*** Dataset extract

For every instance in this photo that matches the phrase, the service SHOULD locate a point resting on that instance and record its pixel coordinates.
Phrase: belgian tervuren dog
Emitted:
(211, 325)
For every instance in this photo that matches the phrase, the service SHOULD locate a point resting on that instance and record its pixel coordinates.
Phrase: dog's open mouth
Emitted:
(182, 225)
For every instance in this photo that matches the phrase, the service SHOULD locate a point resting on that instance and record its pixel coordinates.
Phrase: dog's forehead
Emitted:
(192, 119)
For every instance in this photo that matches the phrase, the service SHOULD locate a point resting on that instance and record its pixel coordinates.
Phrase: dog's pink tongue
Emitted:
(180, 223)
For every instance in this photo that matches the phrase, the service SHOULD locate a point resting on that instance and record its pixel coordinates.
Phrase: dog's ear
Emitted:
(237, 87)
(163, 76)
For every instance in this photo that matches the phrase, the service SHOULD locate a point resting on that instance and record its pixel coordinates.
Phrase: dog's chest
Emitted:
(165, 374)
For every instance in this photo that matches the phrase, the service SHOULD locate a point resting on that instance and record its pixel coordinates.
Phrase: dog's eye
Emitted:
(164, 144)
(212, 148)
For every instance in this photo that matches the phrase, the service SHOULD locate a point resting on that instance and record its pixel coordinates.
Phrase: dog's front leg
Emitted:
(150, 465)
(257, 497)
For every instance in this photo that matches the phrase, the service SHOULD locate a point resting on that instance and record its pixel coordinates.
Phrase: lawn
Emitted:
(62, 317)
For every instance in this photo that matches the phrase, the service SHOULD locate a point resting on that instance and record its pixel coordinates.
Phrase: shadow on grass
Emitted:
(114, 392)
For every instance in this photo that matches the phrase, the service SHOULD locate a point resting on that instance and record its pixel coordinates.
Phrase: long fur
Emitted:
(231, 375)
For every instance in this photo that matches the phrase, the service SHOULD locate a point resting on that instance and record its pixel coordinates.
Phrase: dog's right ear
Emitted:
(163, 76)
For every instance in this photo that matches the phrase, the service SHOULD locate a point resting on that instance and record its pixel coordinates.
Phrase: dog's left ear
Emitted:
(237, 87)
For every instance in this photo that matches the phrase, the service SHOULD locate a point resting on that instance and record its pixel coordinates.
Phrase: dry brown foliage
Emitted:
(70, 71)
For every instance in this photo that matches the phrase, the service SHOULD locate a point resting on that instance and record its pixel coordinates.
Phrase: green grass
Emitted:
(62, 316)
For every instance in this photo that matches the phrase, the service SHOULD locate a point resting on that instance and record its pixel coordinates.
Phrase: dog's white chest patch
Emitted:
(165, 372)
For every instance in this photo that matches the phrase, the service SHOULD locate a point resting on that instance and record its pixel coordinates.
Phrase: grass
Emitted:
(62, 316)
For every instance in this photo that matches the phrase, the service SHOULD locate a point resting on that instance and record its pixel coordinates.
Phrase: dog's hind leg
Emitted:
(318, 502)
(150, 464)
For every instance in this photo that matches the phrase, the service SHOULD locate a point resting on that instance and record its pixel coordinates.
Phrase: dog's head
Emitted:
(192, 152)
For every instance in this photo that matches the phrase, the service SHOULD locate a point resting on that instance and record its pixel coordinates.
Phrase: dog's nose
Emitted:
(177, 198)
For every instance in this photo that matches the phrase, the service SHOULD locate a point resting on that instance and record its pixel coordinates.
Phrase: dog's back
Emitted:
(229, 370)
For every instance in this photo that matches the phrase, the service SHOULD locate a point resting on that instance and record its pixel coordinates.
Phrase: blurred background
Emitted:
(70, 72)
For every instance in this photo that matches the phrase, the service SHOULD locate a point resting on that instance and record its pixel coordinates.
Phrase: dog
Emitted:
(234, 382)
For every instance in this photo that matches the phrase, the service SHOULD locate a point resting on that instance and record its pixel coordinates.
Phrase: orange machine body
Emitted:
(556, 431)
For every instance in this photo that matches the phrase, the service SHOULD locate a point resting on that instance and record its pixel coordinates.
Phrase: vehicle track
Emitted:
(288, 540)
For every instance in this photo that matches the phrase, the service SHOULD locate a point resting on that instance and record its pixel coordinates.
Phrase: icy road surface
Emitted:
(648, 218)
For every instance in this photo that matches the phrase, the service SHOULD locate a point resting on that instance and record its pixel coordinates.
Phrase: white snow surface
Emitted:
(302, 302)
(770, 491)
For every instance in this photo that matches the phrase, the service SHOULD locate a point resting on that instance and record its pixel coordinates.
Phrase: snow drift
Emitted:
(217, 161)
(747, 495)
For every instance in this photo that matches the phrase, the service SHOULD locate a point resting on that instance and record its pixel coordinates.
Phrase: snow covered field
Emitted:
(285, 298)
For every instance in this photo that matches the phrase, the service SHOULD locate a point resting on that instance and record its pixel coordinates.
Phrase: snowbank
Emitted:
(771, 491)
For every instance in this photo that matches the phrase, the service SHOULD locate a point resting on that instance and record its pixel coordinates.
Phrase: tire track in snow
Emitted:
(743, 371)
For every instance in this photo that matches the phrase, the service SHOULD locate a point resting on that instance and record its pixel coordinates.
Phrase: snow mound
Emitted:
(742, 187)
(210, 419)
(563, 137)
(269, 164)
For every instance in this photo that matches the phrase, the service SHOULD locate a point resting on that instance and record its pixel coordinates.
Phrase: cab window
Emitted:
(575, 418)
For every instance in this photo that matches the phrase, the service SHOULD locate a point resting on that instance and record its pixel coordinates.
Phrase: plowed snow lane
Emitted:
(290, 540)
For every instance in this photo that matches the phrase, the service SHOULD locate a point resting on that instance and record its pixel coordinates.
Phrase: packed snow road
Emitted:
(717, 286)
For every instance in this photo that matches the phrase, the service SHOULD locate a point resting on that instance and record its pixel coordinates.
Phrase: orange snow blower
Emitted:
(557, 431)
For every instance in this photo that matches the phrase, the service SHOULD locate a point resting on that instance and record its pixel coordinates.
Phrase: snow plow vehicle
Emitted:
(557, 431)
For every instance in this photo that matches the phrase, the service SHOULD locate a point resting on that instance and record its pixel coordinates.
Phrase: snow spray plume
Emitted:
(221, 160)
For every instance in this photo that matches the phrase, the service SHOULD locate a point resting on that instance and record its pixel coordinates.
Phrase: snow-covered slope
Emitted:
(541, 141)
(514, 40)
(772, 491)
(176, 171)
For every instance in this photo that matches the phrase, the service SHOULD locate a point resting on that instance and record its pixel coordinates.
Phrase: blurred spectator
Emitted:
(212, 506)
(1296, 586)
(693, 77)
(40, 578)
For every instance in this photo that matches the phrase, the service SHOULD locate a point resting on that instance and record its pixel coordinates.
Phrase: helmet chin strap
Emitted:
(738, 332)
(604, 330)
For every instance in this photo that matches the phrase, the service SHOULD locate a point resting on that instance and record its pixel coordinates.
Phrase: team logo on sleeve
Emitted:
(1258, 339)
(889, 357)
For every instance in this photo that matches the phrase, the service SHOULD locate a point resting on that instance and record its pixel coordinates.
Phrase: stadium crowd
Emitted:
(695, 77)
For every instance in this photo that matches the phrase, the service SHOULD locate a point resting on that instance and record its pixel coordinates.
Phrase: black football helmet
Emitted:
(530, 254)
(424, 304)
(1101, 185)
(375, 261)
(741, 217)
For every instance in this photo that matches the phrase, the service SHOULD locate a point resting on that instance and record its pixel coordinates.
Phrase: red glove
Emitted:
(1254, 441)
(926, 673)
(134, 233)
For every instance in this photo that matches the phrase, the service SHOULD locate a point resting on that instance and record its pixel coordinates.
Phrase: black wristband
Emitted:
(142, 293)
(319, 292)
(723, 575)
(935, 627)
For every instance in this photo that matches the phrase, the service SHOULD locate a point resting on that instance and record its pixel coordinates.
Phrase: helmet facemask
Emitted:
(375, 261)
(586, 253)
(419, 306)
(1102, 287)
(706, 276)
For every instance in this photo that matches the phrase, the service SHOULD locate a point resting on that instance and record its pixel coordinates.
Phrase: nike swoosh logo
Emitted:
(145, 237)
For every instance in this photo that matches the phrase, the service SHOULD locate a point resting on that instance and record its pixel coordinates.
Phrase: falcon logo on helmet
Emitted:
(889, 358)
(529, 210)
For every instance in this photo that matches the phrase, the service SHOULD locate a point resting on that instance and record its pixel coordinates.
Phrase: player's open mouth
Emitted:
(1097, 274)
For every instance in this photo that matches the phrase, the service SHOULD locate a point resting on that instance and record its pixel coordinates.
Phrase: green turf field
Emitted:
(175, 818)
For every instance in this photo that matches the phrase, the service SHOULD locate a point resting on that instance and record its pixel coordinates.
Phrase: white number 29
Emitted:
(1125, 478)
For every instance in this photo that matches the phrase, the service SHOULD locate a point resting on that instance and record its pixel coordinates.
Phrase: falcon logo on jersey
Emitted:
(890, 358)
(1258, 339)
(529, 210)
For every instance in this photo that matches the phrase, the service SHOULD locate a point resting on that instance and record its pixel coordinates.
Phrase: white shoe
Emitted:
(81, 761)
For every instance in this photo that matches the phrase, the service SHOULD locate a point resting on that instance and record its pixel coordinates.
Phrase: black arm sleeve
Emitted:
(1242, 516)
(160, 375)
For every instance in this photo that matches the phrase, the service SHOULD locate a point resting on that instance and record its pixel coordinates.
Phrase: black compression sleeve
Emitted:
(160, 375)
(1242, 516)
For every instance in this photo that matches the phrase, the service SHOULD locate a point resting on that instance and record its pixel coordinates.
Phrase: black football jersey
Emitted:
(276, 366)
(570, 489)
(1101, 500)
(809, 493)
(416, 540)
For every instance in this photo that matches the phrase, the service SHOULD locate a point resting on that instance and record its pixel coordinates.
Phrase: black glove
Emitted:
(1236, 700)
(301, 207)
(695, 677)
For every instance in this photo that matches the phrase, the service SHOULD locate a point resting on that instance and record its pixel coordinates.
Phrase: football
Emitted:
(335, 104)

******

• Work item:
Look through the entries above for the word "orange". Copy every line where it shows up.

• Answer:
Phrase: orange machine body
Phrase: orange snow blower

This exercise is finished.